**作業項目**
AIと病理医をめぐる文書抜粋を、一字一句変えずに全文書き写してください。

AIの登場で病理医はいらなくなるのか?
「私には、医師志望の中学生や高校生から相談のメールが届きます。中には<病理診断はAIにとってかわられるので、病理医はいらなくなるのでは?>という質問もありました。<そうならないように、さらに上を目指すのがプロの仕事だ>と返しました。AIが病理診断をするには、そのプログラムを専門家が作らねばならない。だから、その子には、プログラミングを学ぶ重要性も伝えました」(堤医師)
そして、堤医師は、医学部進学の当時のエピソードを教えてくれた。
「私が慶応高校を卒業した1970年は、医学部枠26名に対して学年成績50番でもギリギリ医学部に行けました。ところが、3年後には27位では医学部に入れなくなった(慶應高校生の家庭教師をしていましたのでわかりました)。慶應大学の内部進学も超難関のようで、名だたる医学部では現役合格も難しいようですね。日本人女性初の宇宙飛行士の向井千秋さん(慶應大医学部卒)は、慶應女子高から医学部へのたいへんさを学生時代に語っていました」

**抽出資料**
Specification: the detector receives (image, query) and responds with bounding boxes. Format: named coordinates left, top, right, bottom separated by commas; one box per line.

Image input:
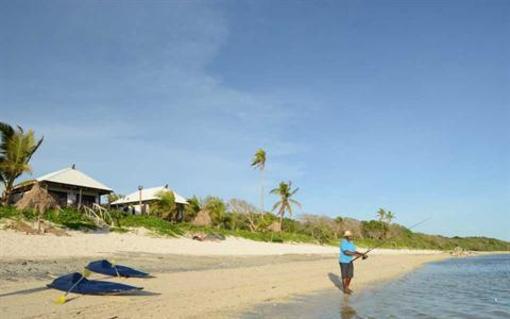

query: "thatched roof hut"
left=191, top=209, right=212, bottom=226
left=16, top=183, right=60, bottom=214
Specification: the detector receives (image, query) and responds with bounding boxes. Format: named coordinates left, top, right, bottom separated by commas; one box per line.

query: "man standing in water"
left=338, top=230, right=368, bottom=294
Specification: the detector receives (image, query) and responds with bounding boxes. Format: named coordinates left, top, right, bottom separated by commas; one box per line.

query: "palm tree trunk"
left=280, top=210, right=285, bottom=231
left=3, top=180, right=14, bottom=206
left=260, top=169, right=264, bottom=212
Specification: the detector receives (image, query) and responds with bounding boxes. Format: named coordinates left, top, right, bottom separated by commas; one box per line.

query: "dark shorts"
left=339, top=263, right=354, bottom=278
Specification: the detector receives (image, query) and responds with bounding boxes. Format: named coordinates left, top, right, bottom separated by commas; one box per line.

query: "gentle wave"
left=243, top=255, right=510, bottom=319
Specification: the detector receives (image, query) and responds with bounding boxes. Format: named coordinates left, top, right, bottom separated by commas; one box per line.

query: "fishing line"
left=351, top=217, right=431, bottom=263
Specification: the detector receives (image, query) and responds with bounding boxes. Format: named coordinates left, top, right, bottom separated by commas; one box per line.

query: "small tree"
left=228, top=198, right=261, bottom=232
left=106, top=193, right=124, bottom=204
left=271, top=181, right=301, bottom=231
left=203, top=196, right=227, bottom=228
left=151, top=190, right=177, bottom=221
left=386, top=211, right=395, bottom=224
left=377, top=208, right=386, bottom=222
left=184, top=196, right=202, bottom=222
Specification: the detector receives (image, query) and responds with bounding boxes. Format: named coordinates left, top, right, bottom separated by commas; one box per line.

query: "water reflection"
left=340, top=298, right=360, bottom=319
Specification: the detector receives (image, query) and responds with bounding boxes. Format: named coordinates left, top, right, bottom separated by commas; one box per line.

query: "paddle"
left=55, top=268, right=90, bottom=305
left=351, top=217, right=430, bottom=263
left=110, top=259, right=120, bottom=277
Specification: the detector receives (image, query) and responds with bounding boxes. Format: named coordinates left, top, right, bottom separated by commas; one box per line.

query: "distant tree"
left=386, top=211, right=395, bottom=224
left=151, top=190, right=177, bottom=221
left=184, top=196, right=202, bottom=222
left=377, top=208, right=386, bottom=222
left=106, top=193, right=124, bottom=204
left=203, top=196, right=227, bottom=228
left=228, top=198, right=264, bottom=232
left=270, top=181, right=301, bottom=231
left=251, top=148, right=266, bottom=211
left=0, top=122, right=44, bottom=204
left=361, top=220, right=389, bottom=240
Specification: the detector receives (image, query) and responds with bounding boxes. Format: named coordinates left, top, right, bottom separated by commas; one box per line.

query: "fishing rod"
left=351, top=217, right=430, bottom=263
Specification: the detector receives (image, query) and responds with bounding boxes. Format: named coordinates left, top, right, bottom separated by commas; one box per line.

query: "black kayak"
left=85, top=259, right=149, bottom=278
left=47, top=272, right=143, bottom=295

* * *

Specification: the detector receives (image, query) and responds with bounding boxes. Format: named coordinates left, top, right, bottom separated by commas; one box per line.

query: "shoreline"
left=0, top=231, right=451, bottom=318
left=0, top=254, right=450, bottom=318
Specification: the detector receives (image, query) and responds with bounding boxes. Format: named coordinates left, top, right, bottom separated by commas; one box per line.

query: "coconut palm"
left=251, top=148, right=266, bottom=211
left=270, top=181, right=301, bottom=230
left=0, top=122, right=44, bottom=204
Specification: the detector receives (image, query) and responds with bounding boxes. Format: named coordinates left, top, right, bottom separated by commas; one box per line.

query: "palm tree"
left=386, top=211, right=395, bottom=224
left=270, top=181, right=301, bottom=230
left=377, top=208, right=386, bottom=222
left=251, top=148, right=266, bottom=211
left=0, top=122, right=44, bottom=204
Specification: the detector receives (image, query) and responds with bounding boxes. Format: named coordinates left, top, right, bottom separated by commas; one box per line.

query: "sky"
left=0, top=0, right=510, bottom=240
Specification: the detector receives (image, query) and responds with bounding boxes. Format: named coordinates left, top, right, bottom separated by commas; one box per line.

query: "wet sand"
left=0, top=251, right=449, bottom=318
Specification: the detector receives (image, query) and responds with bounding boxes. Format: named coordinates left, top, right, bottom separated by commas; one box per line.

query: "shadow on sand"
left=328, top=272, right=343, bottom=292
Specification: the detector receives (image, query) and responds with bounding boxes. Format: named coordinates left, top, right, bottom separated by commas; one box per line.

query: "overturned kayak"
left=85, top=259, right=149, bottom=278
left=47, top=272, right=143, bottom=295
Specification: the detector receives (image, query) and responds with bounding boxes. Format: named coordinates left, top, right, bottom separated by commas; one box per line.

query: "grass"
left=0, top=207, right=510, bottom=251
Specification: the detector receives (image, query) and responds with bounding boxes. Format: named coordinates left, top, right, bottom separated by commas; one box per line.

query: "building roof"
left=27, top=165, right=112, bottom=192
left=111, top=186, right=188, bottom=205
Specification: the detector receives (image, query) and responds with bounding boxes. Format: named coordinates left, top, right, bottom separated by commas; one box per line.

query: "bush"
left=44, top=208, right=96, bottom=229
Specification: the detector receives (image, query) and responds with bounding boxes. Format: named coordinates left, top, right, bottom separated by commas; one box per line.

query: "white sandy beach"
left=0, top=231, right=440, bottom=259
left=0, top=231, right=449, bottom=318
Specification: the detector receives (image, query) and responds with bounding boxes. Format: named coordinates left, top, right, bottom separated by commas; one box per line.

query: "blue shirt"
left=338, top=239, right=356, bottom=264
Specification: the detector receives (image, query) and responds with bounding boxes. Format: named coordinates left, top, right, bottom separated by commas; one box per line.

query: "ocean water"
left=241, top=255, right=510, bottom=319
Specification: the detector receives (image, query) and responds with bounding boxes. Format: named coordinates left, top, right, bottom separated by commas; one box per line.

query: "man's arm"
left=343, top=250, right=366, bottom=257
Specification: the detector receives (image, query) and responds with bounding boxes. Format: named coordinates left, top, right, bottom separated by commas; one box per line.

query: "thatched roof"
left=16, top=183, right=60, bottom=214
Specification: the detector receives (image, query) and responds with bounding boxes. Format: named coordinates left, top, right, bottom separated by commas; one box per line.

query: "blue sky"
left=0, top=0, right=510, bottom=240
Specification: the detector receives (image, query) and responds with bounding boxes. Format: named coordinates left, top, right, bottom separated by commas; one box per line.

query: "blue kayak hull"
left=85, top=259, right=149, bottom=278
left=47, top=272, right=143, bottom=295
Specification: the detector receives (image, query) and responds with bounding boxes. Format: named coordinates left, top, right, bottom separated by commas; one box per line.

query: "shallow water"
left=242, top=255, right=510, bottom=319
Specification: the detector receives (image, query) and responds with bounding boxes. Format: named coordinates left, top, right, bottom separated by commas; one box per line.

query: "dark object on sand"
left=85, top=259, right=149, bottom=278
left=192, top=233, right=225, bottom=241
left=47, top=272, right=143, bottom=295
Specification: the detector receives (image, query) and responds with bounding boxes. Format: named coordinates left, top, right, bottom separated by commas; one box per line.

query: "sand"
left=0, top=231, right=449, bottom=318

**本作業の解答**
AIの登場で病理医はいらなくなるのか?
「私には、医師志望の中学生や高校生から相談のメールが届きます。中には<病理診断はAIにとってかわられるので、病理医はいらなくなるのでは?>という質問もありました。<そうならないように、さらに上を目指すのがプロの仕事だ>と返しました。AIが病理診断をするには、そのプログラムを専門家が作らねばならない。だから、その子には、プログラミングを学ぶ重要性も伝えました」(堤医師)
そして、堤医師は、医学部進学の当時のエピソードを教えてくれた。
「私が慶応高校を卒業した1970年は、医学部枠26名に対して学年成績50番でもギリギリ医学部に行けました。ところが、3年後には27位では医学部に入れなくなった(慶應高校生の家庭教師をしていましたのでわかりました)。慶應大学の内部進学も超難関のようで、名だたる医学部では現役合格も難しいようですね。日本人女性初の宇宙飛行士の向井千秋さん(慶應大医学部卒)は、慶應女子高から医学部へのたいへんさを学生時代に語っていました」